-- Opening Marker --
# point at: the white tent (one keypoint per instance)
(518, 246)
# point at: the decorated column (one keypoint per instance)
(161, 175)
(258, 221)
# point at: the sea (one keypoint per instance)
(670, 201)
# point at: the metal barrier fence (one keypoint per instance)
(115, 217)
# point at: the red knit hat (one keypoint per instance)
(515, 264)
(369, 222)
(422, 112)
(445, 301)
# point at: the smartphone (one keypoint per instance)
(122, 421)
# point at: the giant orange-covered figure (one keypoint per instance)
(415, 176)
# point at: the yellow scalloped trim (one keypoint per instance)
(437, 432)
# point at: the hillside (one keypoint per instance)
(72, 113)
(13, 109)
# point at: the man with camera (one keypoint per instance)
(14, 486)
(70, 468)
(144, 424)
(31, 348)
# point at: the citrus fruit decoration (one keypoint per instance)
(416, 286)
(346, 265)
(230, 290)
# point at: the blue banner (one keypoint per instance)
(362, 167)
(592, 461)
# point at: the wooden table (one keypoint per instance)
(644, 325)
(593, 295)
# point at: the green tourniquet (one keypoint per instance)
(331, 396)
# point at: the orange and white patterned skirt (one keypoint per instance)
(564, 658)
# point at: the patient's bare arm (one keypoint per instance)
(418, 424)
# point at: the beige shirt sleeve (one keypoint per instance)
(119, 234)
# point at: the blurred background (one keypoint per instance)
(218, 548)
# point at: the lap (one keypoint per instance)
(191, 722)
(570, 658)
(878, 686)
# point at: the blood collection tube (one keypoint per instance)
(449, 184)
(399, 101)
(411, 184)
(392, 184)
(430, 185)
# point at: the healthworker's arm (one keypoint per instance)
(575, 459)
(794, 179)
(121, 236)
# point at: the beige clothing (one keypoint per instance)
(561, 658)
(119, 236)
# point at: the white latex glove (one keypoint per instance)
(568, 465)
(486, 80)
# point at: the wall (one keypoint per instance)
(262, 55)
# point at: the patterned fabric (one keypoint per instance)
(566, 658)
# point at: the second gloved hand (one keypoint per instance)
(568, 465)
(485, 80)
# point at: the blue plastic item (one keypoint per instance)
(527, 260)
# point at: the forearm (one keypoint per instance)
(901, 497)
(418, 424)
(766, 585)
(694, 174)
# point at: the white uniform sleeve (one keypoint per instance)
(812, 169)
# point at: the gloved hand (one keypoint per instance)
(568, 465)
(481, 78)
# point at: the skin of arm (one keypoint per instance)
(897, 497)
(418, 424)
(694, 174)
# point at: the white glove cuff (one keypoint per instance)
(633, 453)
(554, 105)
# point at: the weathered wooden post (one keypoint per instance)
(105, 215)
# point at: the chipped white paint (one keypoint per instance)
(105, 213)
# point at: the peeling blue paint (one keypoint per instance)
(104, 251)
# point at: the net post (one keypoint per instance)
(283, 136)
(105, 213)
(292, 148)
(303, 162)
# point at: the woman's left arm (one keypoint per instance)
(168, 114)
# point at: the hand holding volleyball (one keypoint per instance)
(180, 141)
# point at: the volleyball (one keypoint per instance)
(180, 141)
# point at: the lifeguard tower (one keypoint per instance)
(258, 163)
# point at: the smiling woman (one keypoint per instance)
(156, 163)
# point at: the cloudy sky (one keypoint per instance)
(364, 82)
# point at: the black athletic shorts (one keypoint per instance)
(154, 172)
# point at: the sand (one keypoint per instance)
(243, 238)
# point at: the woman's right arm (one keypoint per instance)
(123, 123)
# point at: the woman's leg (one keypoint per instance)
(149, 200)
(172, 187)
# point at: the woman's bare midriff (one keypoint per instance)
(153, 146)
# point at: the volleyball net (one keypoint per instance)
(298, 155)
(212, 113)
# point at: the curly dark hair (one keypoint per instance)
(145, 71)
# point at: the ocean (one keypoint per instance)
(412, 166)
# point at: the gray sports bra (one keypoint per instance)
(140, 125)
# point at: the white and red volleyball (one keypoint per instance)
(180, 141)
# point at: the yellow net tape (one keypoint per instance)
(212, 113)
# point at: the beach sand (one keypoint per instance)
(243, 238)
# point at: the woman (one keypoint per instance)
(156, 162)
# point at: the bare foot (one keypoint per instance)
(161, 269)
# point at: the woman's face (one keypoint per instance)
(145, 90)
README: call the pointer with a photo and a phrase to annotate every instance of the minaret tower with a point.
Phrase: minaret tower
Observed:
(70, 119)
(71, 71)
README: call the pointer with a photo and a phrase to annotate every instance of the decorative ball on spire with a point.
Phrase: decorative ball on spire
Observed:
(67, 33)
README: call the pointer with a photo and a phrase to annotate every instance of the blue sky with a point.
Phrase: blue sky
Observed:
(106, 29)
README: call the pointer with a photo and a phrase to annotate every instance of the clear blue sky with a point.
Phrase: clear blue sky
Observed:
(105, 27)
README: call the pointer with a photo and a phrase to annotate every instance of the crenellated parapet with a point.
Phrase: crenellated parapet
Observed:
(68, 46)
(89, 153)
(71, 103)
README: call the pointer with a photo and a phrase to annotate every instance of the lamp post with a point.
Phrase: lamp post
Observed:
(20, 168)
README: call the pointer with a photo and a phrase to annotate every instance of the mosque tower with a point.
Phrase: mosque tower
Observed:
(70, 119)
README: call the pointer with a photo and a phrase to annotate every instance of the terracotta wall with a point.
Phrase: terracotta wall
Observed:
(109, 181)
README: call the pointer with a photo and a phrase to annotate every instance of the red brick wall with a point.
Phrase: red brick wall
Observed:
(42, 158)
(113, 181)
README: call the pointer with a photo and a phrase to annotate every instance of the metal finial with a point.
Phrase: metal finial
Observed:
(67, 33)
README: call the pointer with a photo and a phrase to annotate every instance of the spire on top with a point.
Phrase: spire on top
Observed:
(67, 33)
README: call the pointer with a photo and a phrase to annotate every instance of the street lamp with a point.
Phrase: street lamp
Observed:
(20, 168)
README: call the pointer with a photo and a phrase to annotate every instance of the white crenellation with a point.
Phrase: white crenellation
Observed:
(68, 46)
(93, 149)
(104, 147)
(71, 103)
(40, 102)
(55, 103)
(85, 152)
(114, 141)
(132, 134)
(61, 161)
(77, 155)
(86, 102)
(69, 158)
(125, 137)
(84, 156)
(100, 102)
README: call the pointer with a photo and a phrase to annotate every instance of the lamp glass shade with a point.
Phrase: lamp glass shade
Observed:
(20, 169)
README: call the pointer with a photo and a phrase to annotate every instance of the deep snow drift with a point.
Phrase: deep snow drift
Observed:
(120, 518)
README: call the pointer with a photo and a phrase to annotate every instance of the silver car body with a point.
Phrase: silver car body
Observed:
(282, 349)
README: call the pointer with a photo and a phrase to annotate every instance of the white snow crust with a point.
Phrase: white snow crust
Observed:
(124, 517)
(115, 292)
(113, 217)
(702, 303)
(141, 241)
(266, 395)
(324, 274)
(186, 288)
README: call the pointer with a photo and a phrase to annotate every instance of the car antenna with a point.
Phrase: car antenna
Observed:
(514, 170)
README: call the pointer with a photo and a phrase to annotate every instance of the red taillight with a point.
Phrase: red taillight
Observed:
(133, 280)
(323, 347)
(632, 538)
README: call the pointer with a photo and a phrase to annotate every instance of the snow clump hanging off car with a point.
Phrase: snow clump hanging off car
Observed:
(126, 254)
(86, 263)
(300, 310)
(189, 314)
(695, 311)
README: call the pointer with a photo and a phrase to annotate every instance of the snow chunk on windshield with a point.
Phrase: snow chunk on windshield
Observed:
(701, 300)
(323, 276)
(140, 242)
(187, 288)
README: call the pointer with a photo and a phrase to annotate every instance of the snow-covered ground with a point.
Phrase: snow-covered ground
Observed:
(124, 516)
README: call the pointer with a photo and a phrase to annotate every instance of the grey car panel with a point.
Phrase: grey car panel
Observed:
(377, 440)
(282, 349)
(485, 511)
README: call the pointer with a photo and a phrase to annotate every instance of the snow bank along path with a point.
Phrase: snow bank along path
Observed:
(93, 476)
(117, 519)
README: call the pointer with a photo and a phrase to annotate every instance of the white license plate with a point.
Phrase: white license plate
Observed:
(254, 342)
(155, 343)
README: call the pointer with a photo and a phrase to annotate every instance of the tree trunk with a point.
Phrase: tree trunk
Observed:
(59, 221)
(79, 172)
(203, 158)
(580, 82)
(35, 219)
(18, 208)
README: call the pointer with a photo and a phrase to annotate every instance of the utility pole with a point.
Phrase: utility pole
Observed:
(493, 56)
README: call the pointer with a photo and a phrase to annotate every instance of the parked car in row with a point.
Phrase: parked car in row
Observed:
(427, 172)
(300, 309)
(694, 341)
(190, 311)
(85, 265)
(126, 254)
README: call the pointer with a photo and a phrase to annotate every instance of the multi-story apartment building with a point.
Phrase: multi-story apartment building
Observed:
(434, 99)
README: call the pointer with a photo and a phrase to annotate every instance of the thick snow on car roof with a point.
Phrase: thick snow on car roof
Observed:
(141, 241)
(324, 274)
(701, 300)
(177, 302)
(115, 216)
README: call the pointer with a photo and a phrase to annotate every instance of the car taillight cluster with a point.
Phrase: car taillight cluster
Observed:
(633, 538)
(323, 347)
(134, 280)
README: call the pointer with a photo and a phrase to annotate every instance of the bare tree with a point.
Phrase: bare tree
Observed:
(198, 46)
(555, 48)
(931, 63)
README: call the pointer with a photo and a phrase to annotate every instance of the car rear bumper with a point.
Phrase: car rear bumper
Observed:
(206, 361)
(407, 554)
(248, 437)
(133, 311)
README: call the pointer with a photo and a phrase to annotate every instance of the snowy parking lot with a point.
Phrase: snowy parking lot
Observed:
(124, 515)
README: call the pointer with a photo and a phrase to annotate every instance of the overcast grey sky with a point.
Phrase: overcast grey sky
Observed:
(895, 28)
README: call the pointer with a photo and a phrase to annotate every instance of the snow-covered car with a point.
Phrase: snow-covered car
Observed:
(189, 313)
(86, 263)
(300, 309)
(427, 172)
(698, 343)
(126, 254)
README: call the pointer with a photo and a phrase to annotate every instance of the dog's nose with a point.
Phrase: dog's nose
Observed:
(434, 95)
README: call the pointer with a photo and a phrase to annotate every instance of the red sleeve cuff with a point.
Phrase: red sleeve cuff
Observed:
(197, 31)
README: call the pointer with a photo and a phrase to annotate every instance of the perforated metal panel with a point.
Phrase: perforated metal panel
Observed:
-- Closing Marker --
▸ **Task prompt**: Within the listing above, give again exactly every line from the line with "ground with a point." through the line with "Phrase: snow bank along path", both included, and no other line.

▸ **Answer**:
README: call the pointer with a photo and a phrase to annotate every instance of the snow-covered ground with a point.
Phrase: snow-covered ground
Observed:
(124, 516)
README: call the pointer with a photo and a phrase to annotate every instance of the grey car panel with a point.
Phrase: grey car panel
Observed:
(377, 440)
(282, 349)
(485, 511)
README: call the pointer with a photo and a phrase to annotate every instance of the snow bank along path with a point.
Phrase: snow bank along path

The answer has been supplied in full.